For each entry, restate it word for word while omitting any image it holds.

Data to use section start

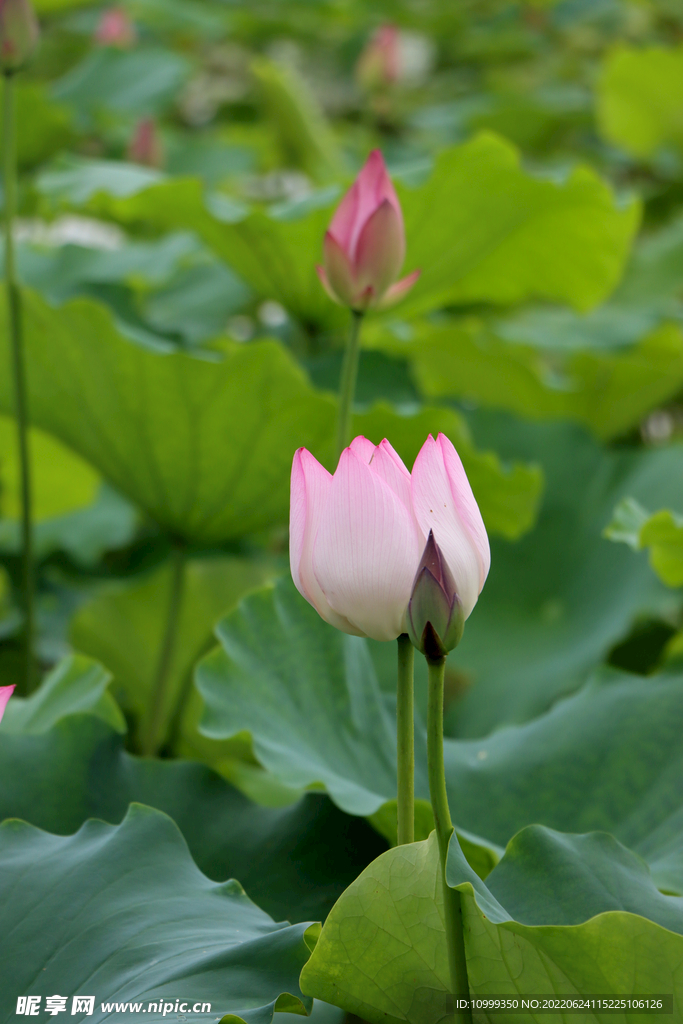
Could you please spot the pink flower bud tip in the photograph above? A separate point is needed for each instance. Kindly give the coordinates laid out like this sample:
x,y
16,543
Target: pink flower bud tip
x,y
357,539
18,34
145,146
365,246
116,29
5,693
379,65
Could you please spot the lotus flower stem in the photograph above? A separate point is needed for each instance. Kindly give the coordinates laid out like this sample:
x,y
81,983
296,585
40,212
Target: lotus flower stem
x,y
452,908
153,724
406,741
18,373
347,383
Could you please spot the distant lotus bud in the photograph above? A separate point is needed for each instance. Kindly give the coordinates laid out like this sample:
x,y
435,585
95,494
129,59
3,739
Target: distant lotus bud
x,y
379,64
435,619
5,693
145,146
18,34
365,247
357,542
116,29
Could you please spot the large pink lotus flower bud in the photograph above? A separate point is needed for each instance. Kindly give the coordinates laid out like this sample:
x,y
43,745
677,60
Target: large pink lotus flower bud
x,y
116,29
379,64
18,34
145,146
357,538
5,693
365,247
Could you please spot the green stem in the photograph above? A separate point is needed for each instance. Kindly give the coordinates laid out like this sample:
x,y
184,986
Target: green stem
x,y
453,911
347,383
406,741
18,373
153,724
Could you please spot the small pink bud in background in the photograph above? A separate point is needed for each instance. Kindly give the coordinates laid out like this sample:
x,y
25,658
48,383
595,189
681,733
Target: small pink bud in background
x,y
365,247
358,539
18,34
5,693
116,29
379,64
145,146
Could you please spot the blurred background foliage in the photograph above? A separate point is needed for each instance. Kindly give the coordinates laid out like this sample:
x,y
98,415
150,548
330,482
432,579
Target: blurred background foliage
x,y
180,161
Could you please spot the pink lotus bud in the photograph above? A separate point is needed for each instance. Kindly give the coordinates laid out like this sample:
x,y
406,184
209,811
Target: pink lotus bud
x,y
443,504
116,29
379,64
365,246
5,693
145,146
435,620
18,34
357,538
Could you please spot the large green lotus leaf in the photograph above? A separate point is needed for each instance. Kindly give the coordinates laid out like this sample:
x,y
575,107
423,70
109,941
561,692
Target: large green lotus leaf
x,y
124,626
508,495
480,228
204,448
660,531
608,391
560,915
76,686
45,125
84,534
637,98
139,81
122,912
293,861
559,599
608,757
61,481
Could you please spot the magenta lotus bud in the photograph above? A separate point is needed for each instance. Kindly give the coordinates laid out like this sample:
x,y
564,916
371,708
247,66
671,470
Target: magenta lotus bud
x,y
5,693
357,539
145,146
365,247
379,65
116,29
18,34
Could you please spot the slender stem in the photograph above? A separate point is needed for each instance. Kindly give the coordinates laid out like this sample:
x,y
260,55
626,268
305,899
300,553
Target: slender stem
x,y
453,911
347,383
18,373
153,724
406,741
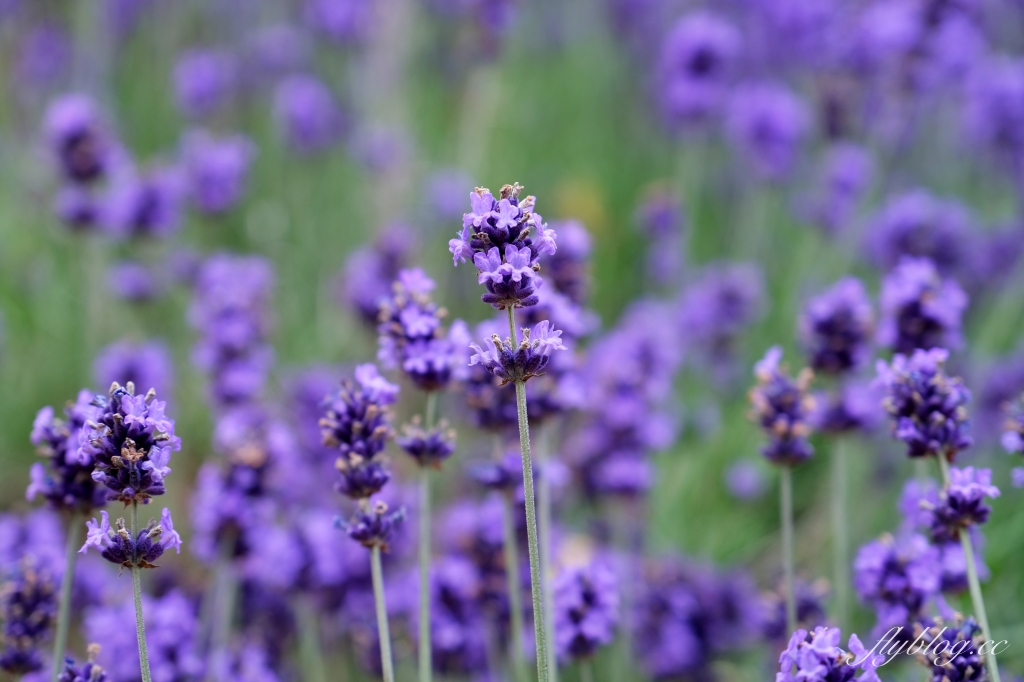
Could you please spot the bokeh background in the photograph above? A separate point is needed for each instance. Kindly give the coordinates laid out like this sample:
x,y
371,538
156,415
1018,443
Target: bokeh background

Data to use section end

> [Result of the task]
Could you please spot the pink flower bud tip in the photograph above? A separate point is needed for each instance. Kindly give the coordinates laid out like this sample:
x,y
16,543
Target: pink flower bud tip
x,y
357,539
18,34
145,146
365,246
116,29
5,693
379,65
Could you please spot the lotus flower stem in the photograph above? A separate point is needed for each instance. Kindly give the coordinates laid out like this sample:
x,y
81,983
296,585
40,212
Target: lotus flower stem
x,y
452,908
153,724
406,741
18,373
347,383
Could you please spot the distant lotus bud in the photograph above? A separate point is needed for each instance. Kindly give the coordinates laid out like this sample:
x,y
435,585
95,494
129,59
3,739
Target: distant lotus bud
x,y
379,64
435,619
5,693
145,146
18,34
365,247
357,542
116,29
Could you please spot the large pink lotus flower bud in the photograph above? A separate point is needed for each instance. Kindly give the coordinates laid out like this sample:
x,y
43,745
677,60
Target: large pink lotus flower bud
x,y
116,29
379,64
18,34
145,146
357,538
5,693
365,247
Could you please spot the green stem in the photograph above? A separate point is needed for each instance. Kindly give the coordinates laid out like this sample:
x,y
184,986
Target: green stem
x,y
453,911
347,383
406,741
18,373
153,724
Could you please spot the small pink bud in background in the photograph above? A separate point is needed for each instance. Kindly give the coordinates laid out like this sample:
x,y
25,658
48,383
595,189
681,733
Target: small pink bud in background
x,y
365,247
358,539
18,34
5,693
116,29
379,64
145,146
Could you please spot the blurred background foliage in the photograph above? A separate point is needed for each instance. Kindly give the coordinates laid out like this sample:
x,y
98,415
150,548
330,482
432,579
Target: blurred background foliage
x,y
180,161
Could you please spot the pink lotus bud in the photograph above? A separate point is needed for each instance. Kindly give the coordinates laid out like this sample:
x,y
406,184
209,811
Target: pink lotus bud
x,y
443,504
116,29
379,64
365,246
5,693
145,146
435,620
18,34
357,538
Could you please spot the large green lotus leaf in the photograph above? A separate point is needed for each instance. Kindly give the coordinates laid out like this sample:
x,y
575,107
423,70
109,941
561,692
Target: large green lotus leaf
x,y
124,626
508,495
480,228
204,448
660,531
608,391
560,915
76,686
45,125
84,534
637,98
139,81
122,912
293,861
559,599
608,757
61,481
Could you please spot the magenta lotus bud in the photograph above? A separate point is needed for each instance. Kindly give the coordinates laid out like this sample:
x,y
564,916
371,708
247,66
671,470
Target: magenta lotus bud
x,y
5,693
357,539
145,146
365,247
379,65
116,29
18,34
Could you please spot the slender stem in the photograph above? A separate point is needed for each instance. Kindly give the coordinates laid out like this sample:
x,y
260,55
626,268
305,899
300,553
Target: slender stem
x,y
453,911
347,383
18,373
153,724
406,741
Could you please spot the bokeh background in the photograph above? A separate point is needed for each instance. Kindly give the coordinates laid out like this sample:
x,y
371,538
156,415
1018,443
Target: bokeh background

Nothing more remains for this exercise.